#### TEXT FOR ANALYSIS ####
Lauren Casper is the founder of the popular blog, laurencasper.com, where she shares her thoughts on life, parenting, and faith. She contributes regularly to the Autism Speaks website and The Mighty website, and has had numerous articles syndicated by The Huffington Post, The Today Show, and several other publications. Lauren takes great joy in her family: husband John, son Mareto, and daughter Arsema.
We recently talked to Lauren about what she’s up too today…
Kerry: Hey Lauren! Can you tell us a little bit about how you started LaurenCasper.com?
Lauren: Yes! I started my blog back in 2009 as a way to just share our life with family and friends. I had no idea that it would eventually reach a wider audience, so it’s been fun to watch it grow. And now it’s given me a platform to share things I’m passionate about such as autism, adoption, and family life in general. I love to write, so I’m incredibly grateful for my readers!
We love all the photos you post of you and your family! Has photography always been an interest of yours?
#### SOURCE DATA ####
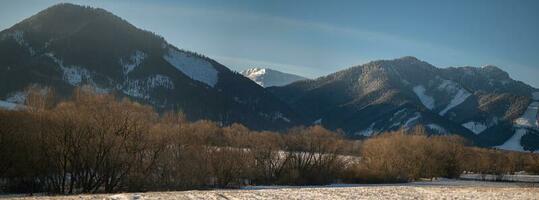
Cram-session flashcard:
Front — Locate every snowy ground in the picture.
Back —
[7,180,539,200]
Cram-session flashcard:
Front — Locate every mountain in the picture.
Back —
[0,4,298,129]
[241,68,307,87]
[268,57,539,151]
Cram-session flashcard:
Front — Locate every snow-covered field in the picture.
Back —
[7,180,539,200]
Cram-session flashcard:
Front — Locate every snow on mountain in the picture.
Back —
[462,122,488,134]
[515,101,539,128]
[0,100,17,110]
[532,92,539,101]
[413,85,434,110]
[164,47,219,87]
[6,91,27,104]
[355,123,377,137]
[120,50,148,75]
[497,92,539,151]
[45,53,95,86]
[118,74,174,100]
[496,128,527,151]
[241,68,307,87]
[404,112,421,128]
[438,80,472,116]
[2,31,36,56]
[426,124,447,134]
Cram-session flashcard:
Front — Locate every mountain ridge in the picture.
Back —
####
■ **LIST OF TASKS**:
1. Please turn the paragraph of the Lauren Casper interview that begins "Lauren Casper is the founder" into a short list of its main facts.
2. Echo the stretch of the Lauren Casper interview from "Lauren: Yes! I" through "interest of yours?", word for word.

■ **YOUR WRITTEN ANSWERS**:
1.
- Founder of the blog laurencasper.com, where she writes about life, parenting, and faith
- Regular contributor to the Autism Speaks and The Mighty websites
- Has had numerous articles syndicated by The Huffington Post, The Today Show, and several other publications
- Family: husband John, son Mareto, and daughter Arsema

2.
Lauren: Yes! I started my blog back in 2009 as a way to just share our life with family and friends. I had no idea that it would eventually reach a wider audience, so it’s been fun to watch it grow. And now it’s given me a platform to share things I’m passionate about such as autism, adoption, and family life in general. I love to write, so I’m incredibly grateful for my readers!
We love all the photos you post of you and your family! Has photography always been an interest of yours?